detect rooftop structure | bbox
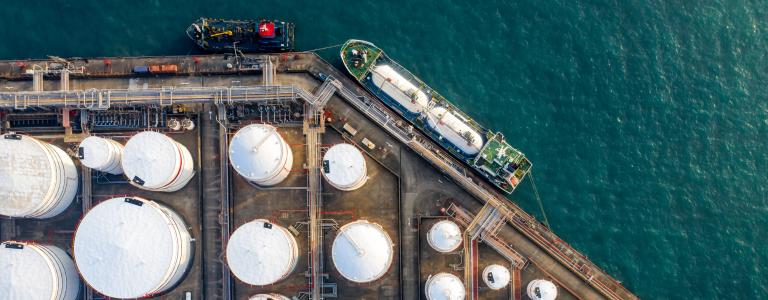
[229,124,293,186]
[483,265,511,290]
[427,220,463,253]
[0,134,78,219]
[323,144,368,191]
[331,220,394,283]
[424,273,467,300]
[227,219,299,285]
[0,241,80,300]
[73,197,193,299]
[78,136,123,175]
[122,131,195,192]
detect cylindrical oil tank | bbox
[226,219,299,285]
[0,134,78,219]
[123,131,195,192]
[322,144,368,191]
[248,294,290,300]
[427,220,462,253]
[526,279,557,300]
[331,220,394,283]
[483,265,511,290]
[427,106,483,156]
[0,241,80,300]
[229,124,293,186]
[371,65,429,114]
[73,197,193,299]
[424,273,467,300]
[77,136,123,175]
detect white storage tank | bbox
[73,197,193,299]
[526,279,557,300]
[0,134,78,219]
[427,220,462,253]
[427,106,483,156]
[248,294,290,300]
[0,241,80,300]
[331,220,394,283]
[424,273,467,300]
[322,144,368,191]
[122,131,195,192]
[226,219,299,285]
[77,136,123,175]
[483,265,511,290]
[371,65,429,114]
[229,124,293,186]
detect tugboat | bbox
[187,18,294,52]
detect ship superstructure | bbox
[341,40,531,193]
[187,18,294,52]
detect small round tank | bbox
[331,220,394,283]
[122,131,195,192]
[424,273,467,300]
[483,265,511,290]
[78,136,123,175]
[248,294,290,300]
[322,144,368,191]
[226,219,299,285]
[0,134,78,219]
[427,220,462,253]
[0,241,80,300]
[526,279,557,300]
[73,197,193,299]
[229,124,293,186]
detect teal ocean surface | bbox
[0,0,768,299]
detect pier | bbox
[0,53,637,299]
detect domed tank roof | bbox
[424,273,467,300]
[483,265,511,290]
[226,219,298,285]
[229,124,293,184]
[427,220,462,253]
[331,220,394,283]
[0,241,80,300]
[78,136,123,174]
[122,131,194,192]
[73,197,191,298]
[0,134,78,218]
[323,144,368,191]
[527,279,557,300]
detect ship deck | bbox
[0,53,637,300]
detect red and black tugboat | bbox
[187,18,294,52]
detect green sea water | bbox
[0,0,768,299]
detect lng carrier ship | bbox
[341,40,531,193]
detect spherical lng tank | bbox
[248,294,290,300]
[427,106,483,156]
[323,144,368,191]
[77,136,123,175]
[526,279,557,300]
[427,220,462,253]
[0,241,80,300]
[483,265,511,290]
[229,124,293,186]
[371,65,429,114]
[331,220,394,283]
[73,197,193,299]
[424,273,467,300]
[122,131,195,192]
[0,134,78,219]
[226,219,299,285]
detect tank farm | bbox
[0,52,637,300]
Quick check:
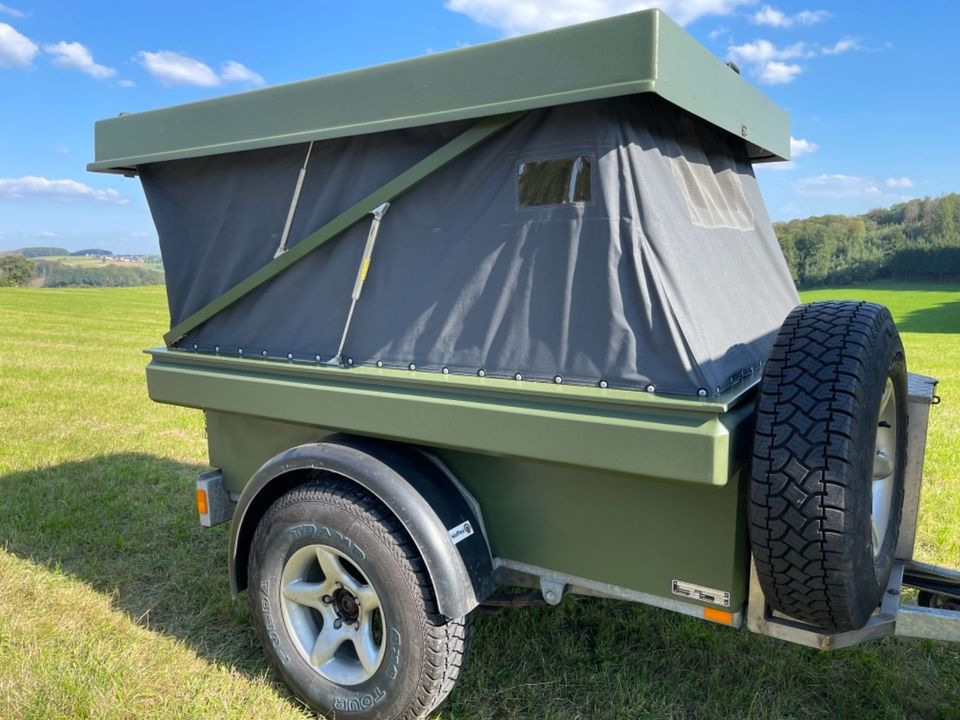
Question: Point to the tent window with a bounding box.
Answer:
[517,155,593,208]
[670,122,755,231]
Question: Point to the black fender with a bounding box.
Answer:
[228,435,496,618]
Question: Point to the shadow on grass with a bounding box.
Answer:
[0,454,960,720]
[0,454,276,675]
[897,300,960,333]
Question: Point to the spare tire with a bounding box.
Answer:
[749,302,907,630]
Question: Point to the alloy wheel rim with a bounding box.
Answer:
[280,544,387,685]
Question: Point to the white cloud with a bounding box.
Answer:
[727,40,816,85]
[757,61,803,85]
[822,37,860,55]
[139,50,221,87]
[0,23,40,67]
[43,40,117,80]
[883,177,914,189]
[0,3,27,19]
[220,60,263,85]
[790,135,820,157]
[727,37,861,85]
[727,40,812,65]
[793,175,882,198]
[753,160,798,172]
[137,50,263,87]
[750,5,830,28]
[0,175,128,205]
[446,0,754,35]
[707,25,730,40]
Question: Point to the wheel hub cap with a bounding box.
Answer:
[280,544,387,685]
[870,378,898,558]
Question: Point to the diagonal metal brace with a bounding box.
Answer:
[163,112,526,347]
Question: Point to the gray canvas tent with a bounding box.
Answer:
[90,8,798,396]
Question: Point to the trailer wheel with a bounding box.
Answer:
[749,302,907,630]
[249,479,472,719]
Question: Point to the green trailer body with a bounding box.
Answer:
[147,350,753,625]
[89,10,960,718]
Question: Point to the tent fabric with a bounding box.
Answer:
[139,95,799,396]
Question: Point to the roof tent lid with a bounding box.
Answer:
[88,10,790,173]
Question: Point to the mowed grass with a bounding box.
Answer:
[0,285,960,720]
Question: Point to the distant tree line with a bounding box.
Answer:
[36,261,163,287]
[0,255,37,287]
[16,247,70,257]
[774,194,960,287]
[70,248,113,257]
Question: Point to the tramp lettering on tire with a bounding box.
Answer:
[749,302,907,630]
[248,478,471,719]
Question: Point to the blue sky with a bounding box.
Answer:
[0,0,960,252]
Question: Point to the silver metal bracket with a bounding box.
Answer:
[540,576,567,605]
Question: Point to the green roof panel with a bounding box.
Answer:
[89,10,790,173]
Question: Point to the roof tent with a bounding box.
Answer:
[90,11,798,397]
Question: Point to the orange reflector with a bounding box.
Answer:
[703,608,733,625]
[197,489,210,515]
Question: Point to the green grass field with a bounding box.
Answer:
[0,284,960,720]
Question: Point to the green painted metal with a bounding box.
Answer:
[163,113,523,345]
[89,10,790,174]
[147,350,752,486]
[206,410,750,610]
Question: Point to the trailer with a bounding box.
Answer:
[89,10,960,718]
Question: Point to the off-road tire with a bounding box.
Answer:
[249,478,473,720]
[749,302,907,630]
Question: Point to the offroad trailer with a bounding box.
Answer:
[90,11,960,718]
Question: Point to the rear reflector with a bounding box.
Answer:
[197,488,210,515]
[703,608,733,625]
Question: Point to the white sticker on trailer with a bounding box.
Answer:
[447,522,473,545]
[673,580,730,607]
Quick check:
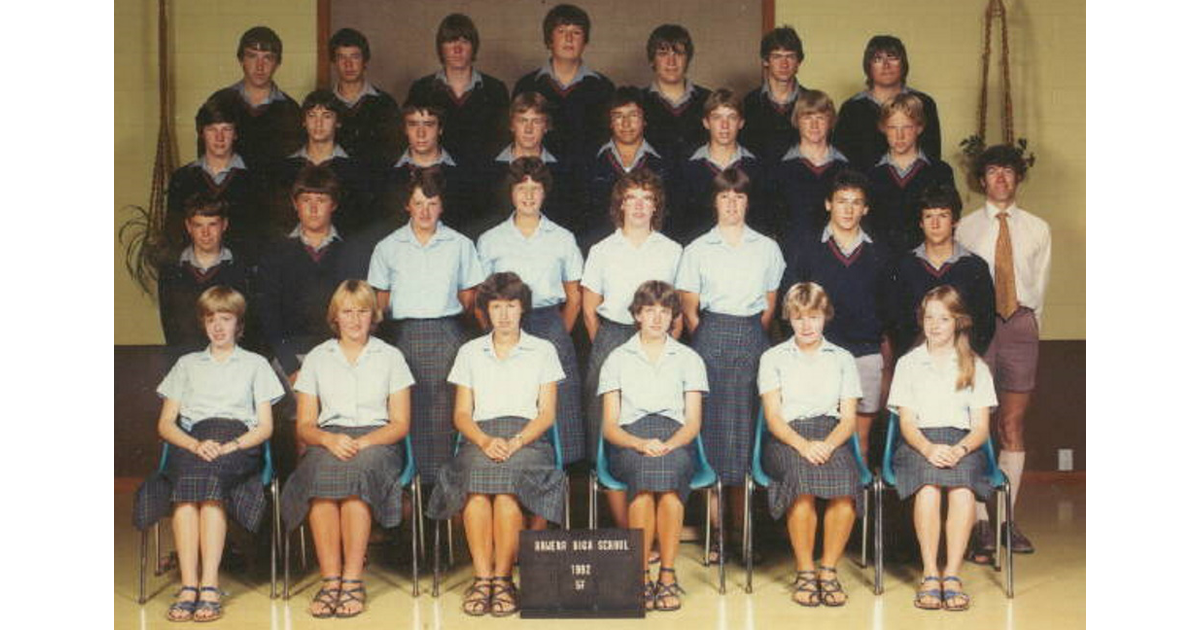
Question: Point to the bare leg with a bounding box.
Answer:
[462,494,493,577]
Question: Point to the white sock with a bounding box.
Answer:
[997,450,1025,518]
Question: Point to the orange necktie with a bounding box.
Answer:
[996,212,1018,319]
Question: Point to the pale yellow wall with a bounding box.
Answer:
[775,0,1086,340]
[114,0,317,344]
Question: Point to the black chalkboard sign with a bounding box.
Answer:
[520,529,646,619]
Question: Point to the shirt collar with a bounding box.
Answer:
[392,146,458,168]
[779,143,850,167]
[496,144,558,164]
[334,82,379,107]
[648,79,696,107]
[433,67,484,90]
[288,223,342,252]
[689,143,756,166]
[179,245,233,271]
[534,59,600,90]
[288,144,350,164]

- [Given instruction]: In the rows starting at the line containing "Question: Point to the tramp" and ending at the line containing "[520,529,646,619]", substitute "camper" for "trailer" and give those lines again with nothing else changed. Leave the pictures out of your answer.

- [Final answer]:
Question: Point to the tramp lettering on tire with a bounding box.
Answer:
[749,302,907,630]
[248,478,471,719]
Question: Point to the blue sky with a bounding box.
Answer:
[0,0,960,252]
Question: Point to the silver metal bracket with a bounding box.
Answer:
[540,576,567,605]
Question: Point to the green roof panel with a bounding box.
Answer:
[89,10,790,173]
Question: Point to the roof tent with a bounding box.
Answer:
[90,11,798,397]
Question: Point to the orange reflector with a bounding box.
Answer:
[703,608,733,625]
[197,489,210,515]
Question: Point to the green grass field with a bounding box.
Answer:
[0,284,960,720]
Question: Point to the green painted metal with a bounding box.
Answer:
[163,113,523,345]
[89,10,790,174]
[147,350,752,486]
[206,410,750,610]
Question: Point to the camper with a bounding box.
Answer:
[89,10,960,718]
Question: Point to the off-road tire with a bounding box.
Answer:
[249,478,473,720]
[749,302,907,630]
Question: Point to the offroad camper with a bounding box.
Answer:
[90,11,960,718]
Question: Point to the rear reflector with a bounding box.
Answer:
[197,488,210,515]
[703,608,733,625]
Question: Point to the white sticker on camper with a bounding box.
Answer:
[447,522,473,545]
[673,580,730,607]
Quick check:
Question: Point to the bare leg with a bounding box.
Answer:
[462,494,493,577]
Question: Point to the white sock with a bounding box.
Answer:
[997,450,1025,518]
Question: Point to the orange necktie with a bounding box.
Answer:
[996,212,1018,319]
Question: Point to the pale yellow wall with a bounding box.
Answer:
[775,0,1086,340]
[114,0,317,344]
Question: Point to the black chalkboard sign with a bounding box.
Answer:
[520,529,646,619]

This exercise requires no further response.